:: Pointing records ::
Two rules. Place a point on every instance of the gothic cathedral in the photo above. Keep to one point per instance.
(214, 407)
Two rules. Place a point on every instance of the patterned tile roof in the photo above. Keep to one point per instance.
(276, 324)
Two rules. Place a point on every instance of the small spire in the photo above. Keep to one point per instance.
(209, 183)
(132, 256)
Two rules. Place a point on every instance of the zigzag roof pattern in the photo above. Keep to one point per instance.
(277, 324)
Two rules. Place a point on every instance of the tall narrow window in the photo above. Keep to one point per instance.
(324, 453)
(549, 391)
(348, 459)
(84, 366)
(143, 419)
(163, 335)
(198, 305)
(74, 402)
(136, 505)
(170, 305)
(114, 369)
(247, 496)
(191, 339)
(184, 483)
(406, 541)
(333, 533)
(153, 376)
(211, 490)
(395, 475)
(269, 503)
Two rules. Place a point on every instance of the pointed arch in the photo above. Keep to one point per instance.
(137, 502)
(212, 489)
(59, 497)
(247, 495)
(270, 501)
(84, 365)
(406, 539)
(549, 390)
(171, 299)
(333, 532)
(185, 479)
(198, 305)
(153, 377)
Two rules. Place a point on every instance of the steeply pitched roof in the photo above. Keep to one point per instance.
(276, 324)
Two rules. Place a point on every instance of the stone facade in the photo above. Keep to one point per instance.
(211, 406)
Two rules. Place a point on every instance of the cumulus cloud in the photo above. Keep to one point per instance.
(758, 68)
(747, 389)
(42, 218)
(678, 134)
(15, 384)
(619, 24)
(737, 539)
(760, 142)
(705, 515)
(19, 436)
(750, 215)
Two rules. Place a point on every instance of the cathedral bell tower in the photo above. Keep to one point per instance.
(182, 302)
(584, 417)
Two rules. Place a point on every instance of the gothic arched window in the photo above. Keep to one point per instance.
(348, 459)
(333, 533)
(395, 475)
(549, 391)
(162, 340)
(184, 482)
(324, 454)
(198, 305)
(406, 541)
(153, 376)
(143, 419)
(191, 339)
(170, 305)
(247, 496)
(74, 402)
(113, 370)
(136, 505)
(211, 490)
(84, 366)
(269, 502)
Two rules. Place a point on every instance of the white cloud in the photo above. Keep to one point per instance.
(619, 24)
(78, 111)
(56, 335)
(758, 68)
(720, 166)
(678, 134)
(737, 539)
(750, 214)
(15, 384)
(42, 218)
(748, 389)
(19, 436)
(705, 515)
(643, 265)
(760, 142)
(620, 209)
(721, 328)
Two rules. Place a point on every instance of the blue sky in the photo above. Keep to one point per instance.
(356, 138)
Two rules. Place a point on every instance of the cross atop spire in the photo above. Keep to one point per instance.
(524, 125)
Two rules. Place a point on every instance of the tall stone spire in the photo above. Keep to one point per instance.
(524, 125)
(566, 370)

:: Set task ::
Write out all of the records again, switching each "instance" to "occurrence" and keeping everything else the same.

:: The completed task ::
Two rules. Place a point on every occurrence of the gothic cathedral in the photo above. Keep to one point per occurrence.
(214, 407)
Two rules. Place a point on every occurrence of the patterned tile roof in the photo above. Keep to one point per occurrence.
(276, 324)
Two rules. Place a point on every occurrence of the small spire in the photo above. Keep to one point per occurrence.
(209, 183)
(132, 256)
Two rules. Place a point on every occurrence of the zigzag roof pattern in the photo above. Keep to one point per occurrence.
(277, 324)
Two rules. Place a point on every occurrence of the tall narrow window in the photo above. Keep to one point per occurrence.
(324, 453)
(549, 391)
(348, 459)
(84, 366)
(143, 419)
(163, 335)
(198, 305)
(74, 402)
(136, 505)
(170, 305)
(114, 369)
(247, 496)
(191, 339)
(184, 483)
(406, 541)
(333, 533)
(153, 376)
(211, 490)
(395, 475)
(269, 503)
Two rules. Place a point on every occurrence of the pointed arch in the photo above. Keep to one point per occurrence.
(137, 502)
(212, 489)
(59, 497)
(247, 495)
(270, 501)
(84, 365)
(406, 539)
(549, 390)
(171, 299)
(333, 532)
(185, 479)
(198, 305)
(153, 377)
Two rules. Place a point on every occurrence of the steeply pitched roof in the photo above. Keep to one point per occurrence.
(276, 324)
Two rules. Place a point on every occurrence of the stone facade in the photo above. Keep to one point per occurrence.
(211, 406)
Two rules. Place a point on every occurrence of the cumulus cloud in the photo above. Keep to one point per occurrence.
(758, 68)
(747, 389)
(42, 218)
(678, 134)
(15, 384)
(619, 24)
(737, 539)
(760, 142)
(705, 515)
(19, 436)
(750, 215)
Two rules. Place a point on every occurrence of the cathedral bell tower in the photo above. Keep to one point per occurrence.
(182, 302)
(584, 417)
Two rules. Place a point on every occurrence of the gothic arched window in the photo above. Keep to one point per occurrence.
(348, 459)
(333, 533)
(395, 475)
(549, 391)
(162, 340)
(184, 482)
(324, 454)
(198, 305)
(406, 541)
(153, 376)
(143, 419)
(191, 339)
(170, 305)
(247, 496)
(74, 402)
(113, 370)
(136, 505)
(211, 490)
(84, 366)
(269, 502)
Two rules. Place a point on every occurrence of the white cloud in the photo above. Keep to one point per occurrence.
(619, 24)
(78, 111)
(56, 335)
(758, 68)
(720, 166)
(678, 134)
(737, 539)
(750, 214)
(15, 384)
(42, 218)
(748, 389)
(19, 436)
(705, 515)
(643, 265)
(760, 142)
(620, 209)
(721, 328)
Two rules. Place a point on every occurrence of the blue sky in the photo above. Keep to one point per occurrence.
(356, 138)
Two rules. Place a point on every occurrence of the cross atop spire in the photo above. Keep to one point per occurrence.
(524, 125)
Two rules. Place a point on every occurrence of the tall stone spire in the photo above. Keep to one point per occurrence.
(524, 125)
(566, 370)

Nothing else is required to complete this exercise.